*Point annotation records:*
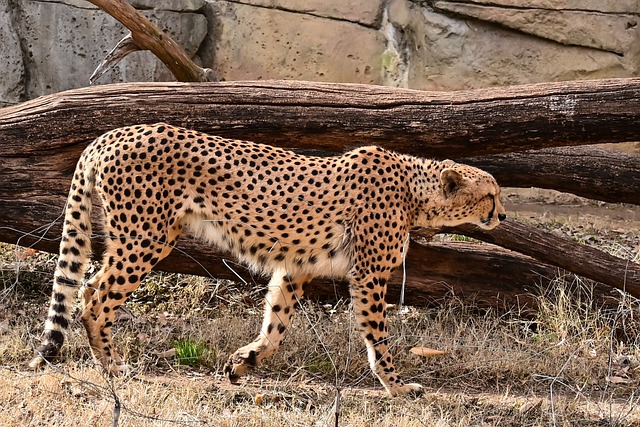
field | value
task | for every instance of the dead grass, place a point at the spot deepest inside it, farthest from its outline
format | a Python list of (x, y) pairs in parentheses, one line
[(573, 364)]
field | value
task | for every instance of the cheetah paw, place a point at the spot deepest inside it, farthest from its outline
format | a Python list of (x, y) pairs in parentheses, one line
[(412, 390)]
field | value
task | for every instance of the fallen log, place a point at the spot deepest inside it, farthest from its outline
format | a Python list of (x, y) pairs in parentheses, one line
[(580, 259), (332, 117), (41, 139), (488, 274), (591, 172)]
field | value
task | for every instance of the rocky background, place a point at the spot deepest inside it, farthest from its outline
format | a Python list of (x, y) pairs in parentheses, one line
[(51, 45)]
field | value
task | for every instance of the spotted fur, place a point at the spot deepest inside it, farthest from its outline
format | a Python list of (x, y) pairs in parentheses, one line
[(284, 214)]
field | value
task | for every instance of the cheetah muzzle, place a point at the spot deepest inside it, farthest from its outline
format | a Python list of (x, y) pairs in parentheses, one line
[(291, 216)]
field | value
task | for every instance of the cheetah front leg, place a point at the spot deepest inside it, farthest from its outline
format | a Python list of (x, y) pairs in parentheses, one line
[(370, 310), (284, 291)]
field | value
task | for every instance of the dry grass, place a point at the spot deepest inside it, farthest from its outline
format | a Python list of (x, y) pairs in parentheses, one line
[(574, 364)]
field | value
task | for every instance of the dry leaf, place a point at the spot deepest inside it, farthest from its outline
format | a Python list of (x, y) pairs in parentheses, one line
[(618, 380), (166, 354), (426, 352)]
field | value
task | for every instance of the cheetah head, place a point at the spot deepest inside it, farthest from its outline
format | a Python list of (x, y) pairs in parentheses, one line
[(466, 195)]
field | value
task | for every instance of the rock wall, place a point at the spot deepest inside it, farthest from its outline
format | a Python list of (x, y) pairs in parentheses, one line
[(52, 45)]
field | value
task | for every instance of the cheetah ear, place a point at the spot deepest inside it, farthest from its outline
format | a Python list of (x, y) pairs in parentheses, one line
[(451, 181)]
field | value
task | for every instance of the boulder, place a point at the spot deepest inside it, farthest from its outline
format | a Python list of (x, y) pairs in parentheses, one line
[(12, 83), (447, 51), (252, 43), (64, 41)]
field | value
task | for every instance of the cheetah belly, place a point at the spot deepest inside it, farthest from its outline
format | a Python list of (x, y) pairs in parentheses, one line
[(316, 262)]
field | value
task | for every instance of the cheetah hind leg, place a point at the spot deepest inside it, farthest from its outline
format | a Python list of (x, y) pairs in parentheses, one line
[(100, 306), (283, 293), (102, 297)]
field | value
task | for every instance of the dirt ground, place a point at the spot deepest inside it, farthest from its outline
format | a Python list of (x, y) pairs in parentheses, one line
[(574, 364)]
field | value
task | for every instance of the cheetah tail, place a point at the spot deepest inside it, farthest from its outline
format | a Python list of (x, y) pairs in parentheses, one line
[(75, 253)]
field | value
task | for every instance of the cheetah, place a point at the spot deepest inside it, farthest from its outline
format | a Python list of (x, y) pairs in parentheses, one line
[(290, 216)]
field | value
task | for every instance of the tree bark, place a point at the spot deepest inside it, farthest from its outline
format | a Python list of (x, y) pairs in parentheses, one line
[(331, 117), (42, 139), (145, 35), (580, 259), (591, 172)]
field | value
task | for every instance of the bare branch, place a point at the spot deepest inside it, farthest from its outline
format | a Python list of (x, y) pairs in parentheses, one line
[(122, 49), (147, 36)]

*What to work on:* Retype all of the records above word for word, leaving the pictures out of your copy.

*The solution:*
field | value
task | for every instance of the dead grass, place a point at the spot deepest inside it, farthest from its outline
format | a Python list of (x, y) pairs in parentheses, one line
[(573, 364)]
field | value
task | for every instance of the cheetah paw, place a point at the spot deepest inside it, farthest from its outline
format | a Python list of (x, y) pairs in parentheses, one line
[(412, 390)]
field | value
task | for every instance of the fallen log, place a point at the spot deepest inside it, farthest from its outline
format | a Python list of (x, y) pairs in parentheses, one line
[(580, 259), (332, 117), (41, 139), (488, 274), (591, 172)]
field | value
task | for every instance of the rocky background, place a point at the spot deepest inside it, farthest from its outline
format | a Python list of (x, y) pairs in parentheses, one line
[(51, 45)]
field | value
task | for every instance of the spotted fur, place a point at the spot deepest inside it, farthest from its outline
format | a Python list of (x, y) pairs in parentheses, one line
[(284, 214)]
field | value
task | for every instance of the cheetah muzzle, place a point at the spot deepest inside it, farthest from its outline
format | a Python list of (x, y) pairs in parentheses, one line
[(291, 216)]
field | value
task | for every instance of the cheetah front leg, place a point at the spot deepest inside it, farthest from its outline
format | a Python list of (x, y) pairs in parentheses, one line
[(370, 310), (284, 291)]
field | value
task | for every instance of the dry grass, place a point at the spot deepest inside it, farthest from its outline
format | a Python list of (x, y) pairs in parentheses, one line
[(574, 364)]
field | value
task | for every instance of the dry leaf, place a point at the spot deepest inside it, farthest from its outline
format | a Python list of (x, y) pairs in parentheses, one line
[(618, 380), (166, 354), (426, 352)]
field | value
task | for every instance of the cheetah head, place a point at the spot deepest inside it, farthest from its outline
format | a Python list of (x, y) pairs in parentheses, one line
[(466, 195)]
field | value
task | for every instance of the rock wall, place a point at the spot deepest inside it, farthest from its outline
format | a Python list of (x, y) pairs in parentheses, one line
[(52, 45)]
field | value
task | for every instance of the cheetah ear, place a point at the spot deepest inside it, farthest from its outline
format | a Python list of (x, y) pairs in parentheses, one line
[(451, 181)]
field | value
task | for every instance of the boulder, place a point at the spot deepest inside it, farthest from its outline
format | a Python list of (x, y) pairs in parentheses, one line
[(12, 83), (447, 51), (252, 43), (64, 41)]
field | value
task | for every instance of the cheetah belly, place a point at the spot deepest inside it, farthest from its outline
format | a Python list of (x, y) pairs in parentheses, one line
[(316, 262)]
field | value
task | for every instance of the cheetah hind leg, place a point at the spot deepest inside it, farthest from its outline
format | a Python list of (x, y) pairs in parentheses, one line
[(100, 306), (283, 293), (102, 297)]
field | value
task | for every instance of the dirt ground, place a point at the spot deepest inside it, farthest from its outline
format | a Python list of (x, y) pairs in parentheses, one line
[(574, 364)]
field | value
task | for every instance of the cheetah tail, place a point at the spot deepest inside it, farthest from its outline
format | a Python list of (x, y) pairs in parentheses, one line
[(75, 253)]
field | value
task | for every instance of the cheetah, place a point at the spot deepest inside it, farthest from its outline
format | a Python list of (x, y) pairs in parentheses, one line
[(290, 216)]
field | value
task | for every instance of the tree bark, place a point at the spot deepest inside it, farthest from its outline
format | a Python list of (x, y) pairs in parentheses, one line
[(331, 117), (42, 139), (145, 35), (580, 259), (591, 172)]
field | value
task | for every instance of the bare branch, place a point at the spot deepest inside it, farthest from its outline
format | a Python list of (x, y) pairs in parentheses, one line
[(122, 49), (147, 36)]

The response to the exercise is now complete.